Brief: Can you reproduce the whole discussion below about why anyone would get married, word for word with nothing changed?

Why would you get married?

Advantages:

[ol]
[li]Possible religious obligations - if you are marrying for this reason you’re beyond help, so fair enough[/li][li]Favourable tax treatment[/li][li]Excellent if you’re a gold-digger[/li][/ol]

Disadvantages:

[ol]
[li]Humans not pair maters. At best serially monogomous, and I doubt that[/li][li]Weddings almost always extremely expensive[/li][li]Lose privacy[/li][li]Commitment[/li][li]ENORMOUS cost when divorce occurs. Partner steals most of your money[/li][li]Sex disappears by almost everyone’s account[/li][li]Greater ‘obligation’ to put up with partner[/li][/ol]

I guess what I’m saying is the risk versus reward just doesn’t stack up, unless one partner is on their death bed, or there is some kind of religious reason that means pure reason cannot be applied.

So why did/didn’t you get married? And do you regret it?

Our marriage wouldn’t be legal in this state.

How can this be universally true, unless both partners are stealing one another’s money? (If you point out that the lawyers get a ton, on the other hand…)

You left out people who want kids, and who want to create a ‘stable environment’ for them. Clearly couples can divorce, and unmarried couples can stay together forever, but I guess making divorce more of a pain than staying together is an added security feature for people who want to have a family, buy a house together, etc.

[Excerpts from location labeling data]
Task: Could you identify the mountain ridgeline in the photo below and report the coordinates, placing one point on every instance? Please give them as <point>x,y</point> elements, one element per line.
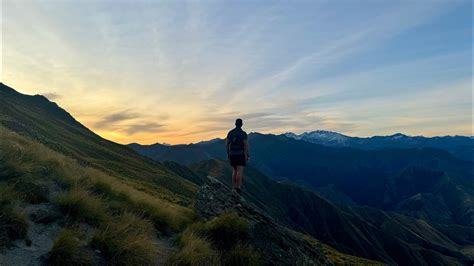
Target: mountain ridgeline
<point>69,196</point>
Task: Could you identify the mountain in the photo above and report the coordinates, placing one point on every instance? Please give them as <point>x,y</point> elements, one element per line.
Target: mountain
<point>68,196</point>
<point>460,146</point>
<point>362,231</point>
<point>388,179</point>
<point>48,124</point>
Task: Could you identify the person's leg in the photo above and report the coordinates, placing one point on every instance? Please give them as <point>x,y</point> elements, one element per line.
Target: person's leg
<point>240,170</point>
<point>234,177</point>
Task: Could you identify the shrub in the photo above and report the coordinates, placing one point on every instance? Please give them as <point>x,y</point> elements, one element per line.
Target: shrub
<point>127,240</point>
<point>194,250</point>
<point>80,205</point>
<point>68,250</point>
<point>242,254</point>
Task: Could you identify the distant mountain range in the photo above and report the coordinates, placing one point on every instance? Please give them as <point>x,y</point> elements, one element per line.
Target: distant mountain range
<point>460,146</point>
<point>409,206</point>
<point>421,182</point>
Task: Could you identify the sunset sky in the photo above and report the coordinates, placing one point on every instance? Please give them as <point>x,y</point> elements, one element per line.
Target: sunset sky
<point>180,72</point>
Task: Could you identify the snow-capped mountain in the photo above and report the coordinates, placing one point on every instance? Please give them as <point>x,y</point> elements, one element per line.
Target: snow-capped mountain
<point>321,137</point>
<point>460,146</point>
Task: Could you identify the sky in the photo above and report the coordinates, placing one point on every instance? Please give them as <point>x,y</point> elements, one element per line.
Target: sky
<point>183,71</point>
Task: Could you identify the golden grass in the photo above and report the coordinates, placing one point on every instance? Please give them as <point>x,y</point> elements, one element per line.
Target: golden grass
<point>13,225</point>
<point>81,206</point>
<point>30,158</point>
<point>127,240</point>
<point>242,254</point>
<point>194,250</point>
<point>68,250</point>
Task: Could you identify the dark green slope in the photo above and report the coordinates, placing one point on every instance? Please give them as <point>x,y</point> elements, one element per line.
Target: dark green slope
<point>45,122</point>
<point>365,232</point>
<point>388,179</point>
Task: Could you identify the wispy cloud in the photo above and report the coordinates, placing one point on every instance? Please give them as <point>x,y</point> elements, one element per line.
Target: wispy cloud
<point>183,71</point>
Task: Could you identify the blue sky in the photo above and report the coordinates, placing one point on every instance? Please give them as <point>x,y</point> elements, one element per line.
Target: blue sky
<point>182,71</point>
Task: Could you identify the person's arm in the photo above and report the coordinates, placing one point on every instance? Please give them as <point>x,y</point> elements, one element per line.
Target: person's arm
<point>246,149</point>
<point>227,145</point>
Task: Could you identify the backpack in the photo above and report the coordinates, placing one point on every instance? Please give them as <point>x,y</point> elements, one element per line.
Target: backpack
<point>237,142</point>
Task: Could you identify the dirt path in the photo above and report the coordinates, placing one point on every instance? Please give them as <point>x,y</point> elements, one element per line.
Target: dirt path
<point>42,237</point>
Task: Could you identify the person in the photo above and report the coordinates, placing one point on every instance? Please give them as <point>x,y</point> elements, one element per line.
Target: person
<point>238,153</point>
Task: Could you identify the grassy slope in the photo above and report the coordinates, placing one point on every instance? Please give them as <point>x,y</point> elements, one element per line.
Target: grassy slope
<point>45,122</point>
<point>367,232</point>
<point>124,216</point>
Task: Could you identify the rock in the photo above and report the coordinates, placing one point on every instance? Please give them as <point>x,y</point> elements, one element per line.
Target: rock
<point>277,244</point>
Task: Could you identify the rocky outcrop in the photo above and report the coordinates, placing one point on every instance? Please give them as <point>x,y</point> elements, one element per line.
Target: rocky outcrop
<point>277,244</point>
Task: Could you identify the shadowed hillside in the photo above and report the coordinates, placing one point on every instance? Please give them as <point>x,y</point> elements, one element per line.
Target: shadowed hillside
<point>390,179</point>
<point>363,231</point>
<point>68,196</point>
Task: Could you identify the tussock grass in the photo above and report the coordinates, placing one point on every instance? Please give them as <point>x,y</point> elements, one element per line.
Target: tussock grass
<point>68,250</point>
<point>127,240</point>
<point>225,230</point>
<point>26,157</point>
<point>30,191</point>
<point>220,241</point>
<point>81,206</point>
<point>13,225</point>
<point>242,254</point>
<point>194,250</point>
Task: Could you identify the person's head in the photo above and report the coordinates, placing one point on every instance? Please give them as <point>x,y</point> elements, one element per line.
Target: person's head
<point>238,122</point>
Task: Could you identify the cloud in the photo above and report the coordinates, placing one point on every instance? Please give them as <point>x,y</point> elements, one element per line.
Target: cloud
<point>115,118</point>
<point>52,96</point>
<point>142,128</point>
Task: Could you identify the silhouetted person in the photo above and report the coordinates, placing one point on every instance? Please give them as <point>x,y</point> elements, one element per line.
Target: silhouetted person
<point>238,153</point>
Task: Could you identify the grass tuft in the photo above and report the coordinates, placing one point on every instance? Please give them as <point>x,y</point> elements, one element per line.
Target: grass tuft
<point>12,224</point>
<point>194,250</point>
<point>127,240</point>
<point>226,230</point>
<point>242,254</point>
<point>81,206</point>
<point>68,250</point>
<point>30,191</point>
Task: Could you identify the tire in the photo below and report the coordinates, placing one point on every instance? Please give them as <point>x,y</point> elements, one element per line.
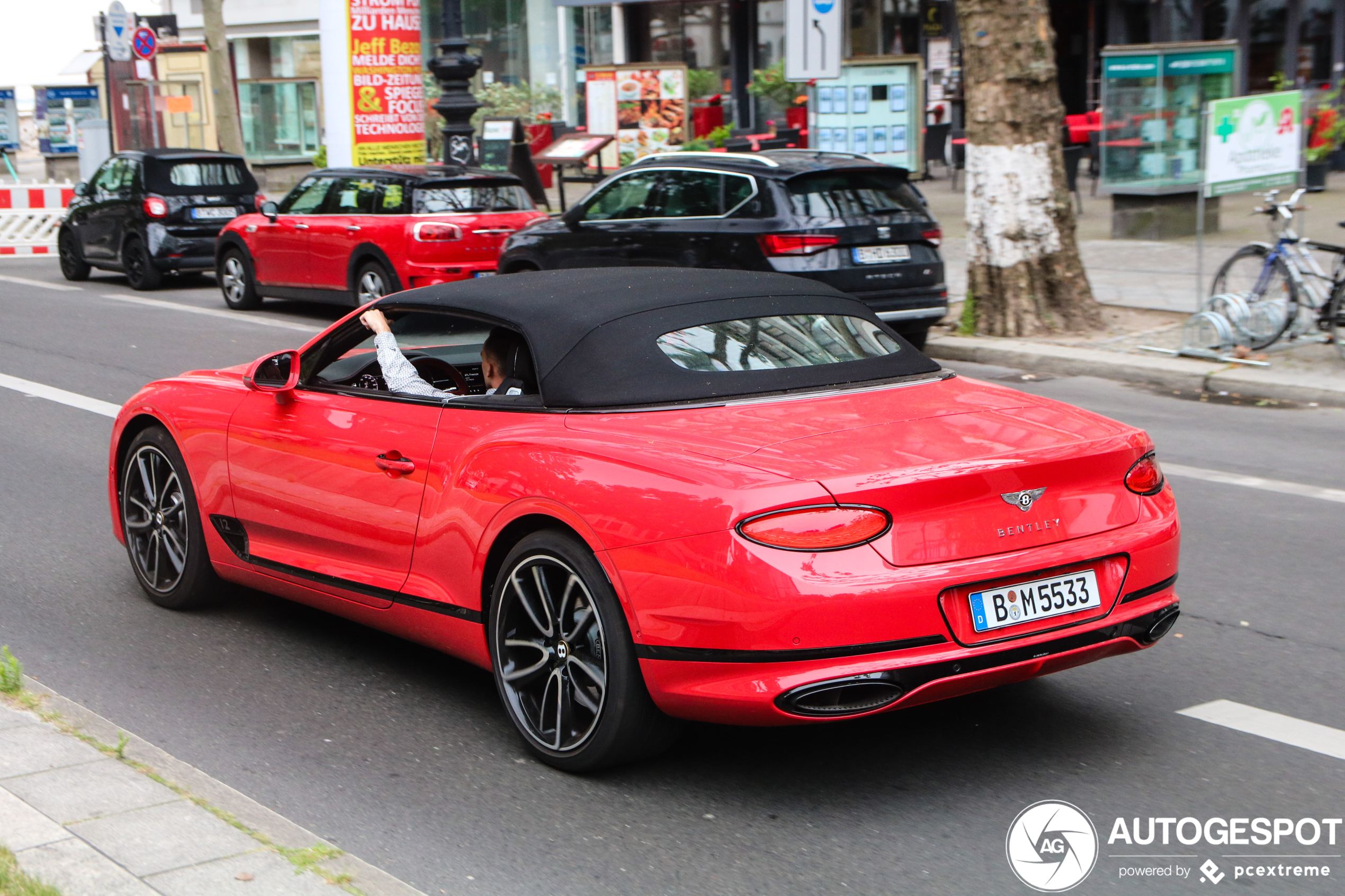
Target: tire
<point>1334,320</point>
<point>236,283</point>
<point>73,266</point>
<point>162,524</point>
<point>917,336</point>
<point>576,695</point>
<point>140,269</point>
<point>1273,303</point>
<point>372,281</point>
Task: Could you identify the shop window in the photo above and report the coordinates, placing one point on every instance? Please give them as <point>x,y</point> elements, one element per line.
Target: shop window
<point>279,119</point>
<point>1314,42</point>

...

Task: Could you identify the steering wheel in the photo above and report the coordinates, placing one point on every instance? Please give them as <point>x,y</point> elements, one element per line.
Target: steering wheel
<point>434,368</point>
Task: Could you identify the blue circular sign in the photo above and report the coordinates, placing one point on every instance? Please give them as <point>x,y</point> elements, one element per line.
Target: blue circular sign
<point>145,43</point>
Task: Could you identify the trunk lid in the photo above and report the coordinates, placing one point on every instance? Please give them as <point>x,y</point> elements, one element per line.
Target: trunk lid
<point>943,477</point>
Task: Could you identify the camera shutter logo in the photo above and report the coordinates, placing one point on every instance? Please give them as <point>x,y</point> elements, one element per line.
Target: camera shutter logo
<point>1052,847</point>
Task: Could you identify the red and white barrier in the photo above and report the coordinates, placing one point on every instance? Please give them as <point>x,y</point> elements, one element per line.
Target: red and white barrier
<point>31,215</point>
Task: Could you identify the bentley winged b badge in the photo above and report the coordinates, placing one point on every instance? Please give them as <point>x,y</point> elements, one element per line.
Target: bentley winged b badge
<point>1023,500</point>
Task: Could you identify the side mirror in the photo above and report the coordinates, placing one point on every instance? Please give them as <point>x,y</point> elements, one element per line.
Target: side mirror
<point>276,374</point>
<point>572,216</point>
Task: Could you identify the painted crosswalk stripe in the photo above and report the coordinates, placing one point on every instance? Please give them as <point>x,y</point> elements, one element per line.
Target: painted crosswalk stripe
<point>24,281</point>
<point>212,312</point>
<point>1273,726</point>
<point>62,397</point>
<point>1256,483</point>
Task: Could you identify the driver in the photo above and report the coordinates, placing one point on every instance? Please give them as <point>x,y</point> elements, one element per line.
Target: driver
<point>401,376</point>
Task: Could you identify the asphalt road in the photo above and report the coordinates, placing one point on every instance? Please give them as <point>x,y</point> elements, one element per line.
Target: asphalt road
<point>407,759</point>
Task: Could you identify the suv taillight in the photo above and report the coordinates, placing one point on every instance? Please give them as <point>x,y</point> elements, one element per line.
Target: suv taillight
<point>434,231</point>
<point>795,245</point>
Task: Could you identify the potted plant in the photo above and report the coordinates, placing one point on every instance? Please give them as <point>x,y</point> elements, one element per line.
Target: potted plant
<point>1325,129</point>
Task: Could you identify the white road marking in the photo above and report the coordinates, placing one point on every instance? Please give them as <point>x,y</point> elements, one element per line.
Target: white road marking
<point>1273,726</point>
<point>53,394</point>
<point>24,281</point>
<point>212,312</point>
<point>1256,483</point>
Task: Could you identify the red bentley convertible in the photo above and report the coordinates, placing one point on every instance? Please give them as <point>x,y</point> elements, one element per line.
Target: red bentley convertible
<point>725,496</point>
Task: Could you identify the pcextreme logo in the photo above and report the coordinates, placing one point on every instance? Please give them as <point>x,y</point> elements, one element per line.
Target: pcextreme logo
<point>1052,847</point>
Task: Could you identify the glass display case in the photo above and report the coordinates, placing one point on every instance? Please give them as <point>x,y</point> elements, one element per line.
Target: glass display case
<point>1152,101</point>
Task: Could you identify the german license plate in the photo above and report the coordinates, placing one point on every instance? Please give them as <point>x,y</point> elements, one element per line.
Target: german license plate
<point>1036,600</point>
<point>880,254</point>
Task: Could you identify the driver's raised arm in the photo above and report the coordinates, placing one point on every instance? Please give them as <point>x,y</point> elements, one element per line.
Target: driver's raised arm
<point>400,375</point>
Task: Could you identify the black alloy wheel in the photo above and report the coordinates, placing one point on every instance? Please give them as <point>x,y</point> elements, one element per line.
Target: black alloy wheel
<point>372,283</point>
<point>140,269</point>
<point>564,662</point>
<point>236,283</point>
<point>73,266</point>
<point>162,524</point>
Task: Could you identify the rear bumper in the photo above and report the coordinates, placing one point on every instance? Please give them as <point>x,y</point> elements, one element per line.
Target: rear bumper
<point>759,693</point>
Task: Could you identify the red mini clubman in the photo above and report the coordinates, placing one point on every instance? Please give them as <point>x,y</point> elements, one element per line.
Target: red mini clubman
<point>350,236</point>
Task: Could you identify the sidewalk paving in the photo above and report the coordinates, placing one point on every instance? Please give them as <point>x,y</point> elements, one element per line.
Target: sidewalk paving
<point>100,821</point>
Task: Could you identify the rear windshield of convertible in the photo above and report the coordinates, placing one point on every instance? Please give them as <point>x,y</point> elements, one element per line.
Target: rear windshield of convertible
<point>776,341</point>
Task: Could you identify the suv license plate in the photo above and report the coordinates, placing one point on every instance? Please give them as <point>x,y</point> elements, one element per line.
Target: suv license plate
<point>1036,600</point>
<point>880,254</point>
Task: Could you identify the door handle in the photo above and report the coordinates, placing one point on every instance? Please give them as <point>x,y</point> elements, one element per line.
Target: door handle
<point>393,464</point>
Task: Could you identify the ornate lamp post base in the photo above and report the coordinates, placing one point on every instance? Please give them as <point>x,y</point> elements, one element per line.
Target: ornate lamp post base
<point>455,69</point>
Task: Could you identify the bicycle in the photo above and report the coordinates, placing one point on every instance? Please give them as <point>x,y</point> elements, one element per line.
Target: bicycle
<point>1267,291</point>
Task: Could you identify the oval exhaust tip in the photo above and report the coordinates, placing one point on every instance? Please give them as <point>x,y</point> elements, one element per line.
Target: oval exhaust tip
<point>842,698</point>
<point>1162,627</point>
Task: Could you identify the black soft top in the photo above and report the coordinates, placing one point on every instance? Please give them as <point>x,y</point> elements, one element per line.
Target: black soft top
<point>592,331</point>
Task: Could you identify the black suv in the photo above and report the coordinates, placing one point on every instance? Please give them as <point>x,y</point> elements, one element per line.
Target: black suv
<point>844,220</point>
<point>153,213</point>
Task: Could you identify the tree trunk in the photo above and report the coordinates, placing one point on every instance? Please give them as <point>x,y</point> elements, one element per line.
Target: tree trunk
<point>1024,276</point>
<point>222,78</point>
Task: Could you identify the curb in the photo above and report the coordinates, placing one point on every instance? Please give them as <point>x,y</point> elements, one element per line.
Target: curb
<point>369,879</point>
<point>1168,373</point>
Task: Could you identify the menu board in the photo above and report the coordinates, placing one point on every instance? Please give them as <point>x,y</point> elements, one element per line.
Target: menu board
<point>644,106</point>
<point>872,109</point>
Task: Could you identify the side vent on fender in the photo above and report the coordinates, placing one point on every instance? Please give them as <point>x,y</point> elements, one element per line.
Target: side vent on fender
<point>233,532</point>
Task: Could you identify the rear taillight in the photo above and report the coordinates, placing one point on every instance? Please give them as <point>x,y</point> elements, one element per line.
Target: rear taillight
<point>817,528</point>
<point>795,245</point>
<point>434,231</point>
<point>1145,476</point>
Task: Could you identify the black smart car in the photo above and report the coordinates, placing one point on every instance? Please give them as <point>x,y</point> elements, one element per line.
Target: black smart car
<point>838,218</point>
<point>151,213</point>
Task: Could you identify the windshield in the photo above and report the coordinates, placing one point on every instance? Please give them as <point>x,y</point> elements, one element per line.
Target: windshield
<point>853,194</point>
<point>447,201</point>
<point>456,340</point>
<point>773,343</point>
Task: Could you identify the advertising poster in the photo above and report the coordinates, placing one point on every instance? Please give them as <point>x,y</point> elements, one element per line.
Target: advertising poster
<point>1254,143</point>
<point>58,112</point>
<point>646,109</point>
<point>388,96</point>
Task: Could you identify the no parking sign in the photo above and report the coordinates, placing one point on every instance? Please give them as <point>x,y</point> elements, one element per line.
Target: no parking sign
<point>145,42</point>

Exercise output:
Why would you get married?

Advantages:

[ol]
[li]Possible religious obligations - if you are marrying for this reason you’re beyond help, so fair enough[/li][li]Favourable tax treatment[/li][li]Excellent if you’re a gold-digger[/li][/ol]

Disadvantages:

[ol]
[li]Humans not pair maters. At best serially monogomous, and I doubt that[/li][li]Weddings almost always extremely expensive[/li][li]Lose privacy[/li][li]Commitment[/li][li]ENORMOUS cost when divorce occurs. Partner steals most of your money[/li][li]Sex disappears by almost everyone’s account[/li][li]Greater ‘obligation’ to put up with partner[/li][/ol]

I guess what I’m saying is the risk versus reward just doesn’t stack up, unless one partner is on their death bed, or there is some kind of religious reason that means pure reason cannot be applied.

So why did/didn’t you get married? And do you regret it?

Our marriage wouldn’t be legal in this state.

How can this be universally true, unless both partners are stealing one another’s money? (If you point out that the lawyers get a ton, on the other hand…)

You left out people who want kids, and who want to create a ‘stable environment’ for them. Clearly couples can divorce, and unmarried couples can stay together forever, but I guess making divorce more of a pain than staying together is an added security feature for people who want to have a family, buy a house together, etc.